- TWOJE ZADANIA
(1) Wydrukuj dokładnie fragment tekstu o zamawianiu książek, zaczynając od słów "Problem stanowić mogły" i ciągnąc aż do słów "nie jest nieodwołalna.".
(2) Odpowiedz krótko na pytania do tekstu o zamawianiu książek:
(a) Ile trwała realizacja zamówień?
(b) Z jakim dniem firma Lange/Springer/Ebsco wycofała się z realizacji zamówień książkowych?
(c) Jakie polskie instytucje zajmujące się dystrybucją książek importowanych wymieniono?
(3) Podejmij tekst o zamawianiu książek od miejsca, w którym się kończy, i dopisz jego dalszy ciąg.

- TEKST DOKUMENTU

Z czasem komputerowe zamawianie książek (importowanych poprzez Lange/Springer) zaczęło przybierać większe rozmiary i stało się głównym sposobem zamawiania książek zagranicznych. Biblioteki regularnie zamawiające książki w firmie Lange/Springer otrzymały tzw. "indywidualny" formularz zamówieniowy, gdzie do wypełnienia pozostawały tylko pola dotyczące zamawianych pozycji. Po jego wysłaniu wystarczyło wydrukować potwierdzenie zamówienia i otrzymać dokument do wykorzystania np. w rejestracji pozycji zamówionych. Firma na bieżąco informowała o stanie realizacji zamówienia, każde opóźnienie udokumentowane było informacją o jego przyczynie. Realizowano zamówienia na książki, których opisy bibliograficzne nie były kompletne, książki trudne do zdobycia, wydawane przez mało znane wydawnictwa czy instytucje naukowe. Czas realizacji zamówień wynosił od 2 do kilku tygodni (w zależności od zamawianego tytułu). Zamówione książki dostarczane były (wraz z rachunkiem) pocztą.
Problem stanowić mogły jedynie wymagania związane z procedurą składania zamówień obowiązujące w danej bibliotece (konieczność akceptowania zamówienia przez dyrektora biblioteki i kwestora).
Firma Lange/Springer nie wymagała takich potwierdzeń od swoich stałych klientów. Jeśli kierownik działu gromadzenia nie może wysłać zamówienia bez takich podpisów, wystarczy wydrukować tradycyjne zamówienie, opatrzyć właściwymi podpisami i dopiero wtedy wysłać droga komputerową. Minimalne opóźni to procedurę, która i tak będzie trwała krócej, niż w przypadku zamówień tradycyjnych, a czas przy zamawianiu książek (szczególnie zagranicznych) ma podstawowe znaczenie.
Z przykrością musze powiedzieć, że firma Lange/Springer/Ebsco z dniem 01.05. br. wycofała się z realizacji zamówień książkowych (pozostały tylko tzw. kontynuacje i serie wydawnicze). Mam nadzieję, że decyzja ta nie jest nieodwołalna.
Polskie instytucje zajmujące się dystrybucją książek importowanych (A.B.E.Marketing, IPS) w swoich "witrynach" internetowych nie umieszczają formularza zamówieniowego, można w nich dokonać zamówienia przy pomocy poczty elektronicznej.

[Wykaz adnotacji położenia]
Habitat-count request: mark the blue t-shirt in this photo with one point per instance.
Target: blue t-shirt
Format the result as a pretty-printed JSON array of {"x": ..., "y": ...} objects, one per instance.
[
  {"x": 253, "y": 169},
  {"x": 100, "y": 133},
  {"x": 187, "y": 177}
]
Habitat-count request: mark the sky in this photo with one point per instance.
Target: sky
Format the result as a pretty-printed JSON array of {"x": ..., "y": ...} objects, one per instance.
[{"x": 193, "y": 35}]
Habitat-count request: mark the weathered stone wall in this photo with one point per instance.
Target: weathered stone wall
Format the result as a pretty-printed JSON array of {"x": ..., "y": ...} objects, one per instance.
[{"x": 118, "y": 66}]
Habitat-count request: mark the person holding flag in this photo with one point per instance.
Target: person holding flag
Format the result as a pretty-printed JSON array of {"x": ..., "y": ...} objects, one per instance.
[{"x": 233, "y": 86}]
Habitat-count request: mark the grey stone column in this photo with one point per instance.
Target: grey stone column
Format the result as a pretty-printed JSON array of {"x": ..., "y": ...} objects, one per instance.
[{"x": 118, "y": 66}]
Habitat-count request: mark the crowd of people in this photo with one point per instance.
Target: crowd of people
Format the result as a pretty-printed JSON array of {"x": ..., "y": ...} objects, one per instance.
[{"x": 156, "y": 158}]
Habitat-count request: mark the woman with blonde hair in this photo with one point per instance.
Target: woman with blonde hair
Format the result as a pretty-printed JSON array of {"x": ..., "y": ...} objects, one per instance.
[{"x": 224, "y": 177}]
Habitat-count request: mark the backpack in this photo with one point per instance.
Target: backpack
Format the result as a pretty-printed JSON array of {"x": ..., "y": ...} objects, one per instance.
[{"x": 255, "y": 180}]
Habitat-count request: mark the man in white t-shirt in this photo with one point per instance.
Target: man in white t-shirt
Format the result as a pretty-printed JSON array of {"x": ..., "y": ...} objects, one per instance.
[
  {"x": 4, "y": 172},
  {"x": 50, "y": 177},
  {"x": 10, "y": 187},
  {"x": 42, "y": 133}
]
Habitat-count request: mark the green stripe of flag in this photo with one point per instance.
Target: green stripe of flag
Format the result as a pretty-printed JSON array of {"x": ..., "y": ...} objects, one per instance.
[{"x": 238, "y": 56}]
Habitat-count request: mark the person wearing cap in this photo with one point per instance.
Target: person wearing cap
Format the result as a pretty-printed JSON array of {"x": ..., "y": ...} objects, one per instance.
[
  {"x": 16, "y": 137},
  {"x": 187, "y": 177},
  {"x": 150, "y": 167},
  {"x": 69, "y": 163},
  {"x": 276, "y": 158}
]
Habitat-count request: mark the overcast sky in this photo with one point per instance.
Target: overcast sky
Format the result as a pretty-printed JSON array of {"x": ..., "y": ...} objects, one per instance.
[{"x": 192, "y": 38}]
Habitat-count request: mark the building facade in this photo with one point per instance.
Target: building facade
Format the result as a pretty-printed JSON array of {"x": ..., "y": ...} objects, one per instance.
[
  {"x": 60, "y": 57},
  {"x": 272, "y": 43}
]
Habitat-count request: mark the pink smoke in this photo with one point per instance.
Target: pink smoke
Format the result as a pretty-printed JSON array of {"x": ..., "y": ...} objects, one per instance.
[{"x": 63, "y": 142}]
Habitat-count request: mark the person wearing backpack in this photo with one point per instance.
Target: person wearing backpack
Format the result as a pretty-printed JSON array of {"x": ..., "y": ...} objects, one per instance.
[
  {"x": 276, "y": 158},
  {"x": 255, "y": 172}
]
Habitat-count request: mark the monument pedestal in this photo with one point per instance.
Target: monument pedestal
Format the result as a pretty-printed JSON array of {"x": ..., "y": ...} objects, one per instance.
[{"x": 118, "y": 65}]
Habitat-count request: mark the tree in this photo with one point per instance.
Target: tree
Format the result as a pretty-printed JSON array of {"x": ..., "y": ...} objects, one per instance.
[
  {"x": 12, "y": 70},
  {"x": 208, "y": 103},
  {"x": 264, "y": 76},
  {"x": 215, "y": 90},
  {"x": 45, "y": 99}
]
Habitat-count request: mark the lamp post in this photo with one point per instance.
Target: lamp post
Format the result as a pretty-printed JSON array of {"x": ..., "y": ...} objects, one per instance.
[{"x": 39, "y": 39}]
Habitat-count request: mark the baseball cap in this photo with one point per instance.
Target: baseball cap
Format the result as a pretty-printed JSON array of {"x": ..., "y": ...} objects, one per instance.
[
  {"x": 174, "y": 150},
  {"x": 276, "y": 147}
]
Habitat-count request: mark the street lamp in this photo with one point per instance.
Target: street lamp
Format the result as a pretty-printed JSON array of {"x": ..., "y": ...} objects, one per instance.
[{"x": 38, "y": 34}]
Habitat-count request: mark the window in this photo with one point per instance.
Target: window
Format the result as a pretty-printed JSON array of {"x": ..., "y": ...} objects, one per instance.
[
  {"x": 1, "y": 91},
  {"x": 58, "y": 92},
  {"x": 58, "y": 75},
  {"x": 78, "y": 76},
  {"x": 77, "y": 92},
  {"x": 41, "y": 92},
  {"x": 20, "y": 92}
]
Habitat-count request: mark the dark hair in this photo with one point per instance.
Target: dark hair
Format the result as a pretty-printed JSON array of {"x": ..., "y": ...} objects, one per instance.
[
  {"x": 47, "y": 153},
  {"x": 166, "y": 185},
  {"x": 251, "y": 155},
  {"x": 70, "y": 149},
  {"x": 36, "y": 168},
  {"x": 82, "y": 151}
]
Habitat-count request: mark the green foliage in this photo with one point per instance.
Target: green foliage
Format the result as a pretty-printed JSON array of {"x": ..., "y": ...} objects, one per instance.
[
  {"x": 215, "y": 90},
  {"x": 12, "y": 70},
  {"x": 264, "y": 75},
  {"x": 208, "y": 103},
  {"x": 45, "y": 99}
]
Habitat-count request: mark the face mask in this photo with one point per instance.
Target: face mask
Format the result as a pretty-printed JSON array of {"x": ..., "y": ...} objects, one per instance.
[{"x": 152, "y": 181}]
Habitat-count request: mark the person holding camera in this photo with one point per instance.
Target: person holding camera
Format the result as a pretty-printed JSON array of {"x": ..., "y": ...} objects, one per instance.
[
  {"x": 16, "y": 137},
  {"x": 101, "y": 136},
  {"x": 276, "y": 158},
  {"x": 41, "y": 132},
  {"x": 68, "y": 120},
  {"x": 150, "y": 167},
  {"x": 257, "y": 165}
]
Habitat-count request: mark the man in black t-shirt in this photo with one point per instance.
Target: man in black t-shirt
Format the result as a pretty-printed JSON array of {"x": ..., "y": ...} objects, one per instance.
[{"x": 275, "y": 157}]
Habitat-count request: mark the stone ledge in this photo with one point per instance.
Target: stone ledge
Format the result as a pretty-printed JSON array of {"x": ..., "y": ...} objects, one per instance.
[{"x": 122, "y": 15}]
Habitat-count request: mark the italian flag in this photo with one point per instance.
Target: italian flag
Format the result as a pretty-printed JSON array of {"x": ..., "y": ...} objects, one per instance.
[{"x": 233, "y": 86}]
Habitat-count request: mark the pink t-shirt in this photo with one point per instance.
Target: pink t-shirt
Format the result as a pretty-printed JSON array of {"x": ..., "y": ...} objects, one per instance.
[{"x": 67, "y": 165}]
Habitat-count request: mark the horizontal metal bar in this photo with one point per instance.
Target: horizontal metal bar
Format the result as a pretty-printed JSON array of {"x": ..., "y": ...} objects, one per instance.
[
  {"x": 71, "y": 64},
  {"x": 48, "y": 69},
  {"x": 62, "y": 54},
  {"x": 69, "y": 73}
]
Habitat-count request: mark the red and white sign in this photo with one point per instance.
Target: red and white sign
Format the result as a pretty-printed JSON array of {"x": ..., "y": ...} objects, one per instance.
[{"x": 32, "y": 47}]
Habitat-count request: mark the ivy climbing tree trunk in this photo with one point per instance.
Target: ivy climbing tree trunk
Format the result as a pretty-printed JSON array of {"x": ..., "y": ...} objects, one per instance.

- ODPOWIEDZI
(1)
Problem stanowić mogły jedynie wymagania związane z procedurą składania zamówień obowiązujące w danej bibliotece (konieczność akceptowania zamówienia przez dyrektora biblioteki i kwestora).
Firma Lange/Springer nie wymagała takich potwierdzeń od swoich stałych klientów. Jeśli kierownik działu gromadzenia nie może wysłać zamówienia bez takich podpisów, wystarczy wydrukować tradycyjne zamówienie, opatrzyć właściwymi podpisami i dopiero wtedy wysłać droga komputerową. Minimalne opóźni to procedurę, która i tak będzie trwała krócej, niż w przypadku zamówień tradycyjnych, a czas przy zamawianiu książek (szczególnie zagranicznych) ma podstawowe znaczenie.
Z przykrością musze powiedzieć, że firma Lange/Springer/Ebsco z dniem 01.05. br. wycofała się z realizacji zamówień książkowych (pozostały tylko tzw. kontynuacje i serie wydawnicze). Mam nadzieję, że decyzja ta nie jest nieodwołalna.

(2)
(a) Od 2 do kilku tygodni, w zależności od zamawianego tytułu.
(b) Z dniem 01.05. br.
(c) A.B.E.Marketing i IPS.

(3)
Taki formularz pojawił się ostatnio w ofercie internetowej firmy KUBICZ. Mam nadzieję, że będzie można z niego korzystać, z tą tylko różnicą, że umieścić w nim można tylko książki, których opisy znajdują się w księgarni internetowej KUBICZa ("pozycje dostępne w księgarni", "import na zamówienie dostarczany w ciągu 6 tygodni"). Książki zagraniczne, które zamawiam dla mojej biblioteki, maja określoną, specjalistyczną tematykę i rzadko zdarza mi się znaleźć je w ofercie firmy KUBICZ. Tak wiec na razie z ich formularza skorzystać nie mogę. Pozostaje poczta elektroniczna lub tradycyjne zamówienie.
Jeszcze kilka słów o książkach polskich. Ich zakup w sposób tradycyjny jest dużo łatwiejszy, niż w przypadku importu. Polskie wydawnictwa nie pozostają jednak w tyle i również starają się wyjść naprzeciw oczekiwaniom swoich klientów. Wkroczyły w internetową rzeczywistość i tworzą swoje księgarnie. Można w nich kupować tylko pozycje zamieszczone w ofercie. Mankamentem tych księgarń jest to, że oferują zwykle dość wąski fragment polskiego rynku wydawniczego, dlatego niezbyt często wykorzystuję komputerowe zakupy książek polskich (zbyt wiele czasu zajmuje poszukiwanie interesującej nas pozycji w różnych księgarniach internetowych).
Z wrocławskich firm oferujących możliwość zamawiania komputerowego korzystałam z usług "Wirtualnej Księgarni Paragraf". Wybrane z ich oferty książki "wrzuca się do koszyka", w każdej chwili można przejrzeć i zweryfikować jego zawartość.
System sam wpisuje do zamówienia dane klienta (jeśli znajdują się w bazie wcześniejszych zamówień). Płatności można dokonać przelewem. Przyjęcie zamówienia potwierdzone jest telefonicznie. Książki dostarczane są wraz rachunkiem, nie później niż dnia następnego.
Na koniec spróbuję ustosunkować się do zawartego w tytule mojego wystąpienia pytania, czy zamawianie komputerowe książek traktować jako wybór czy konieczność?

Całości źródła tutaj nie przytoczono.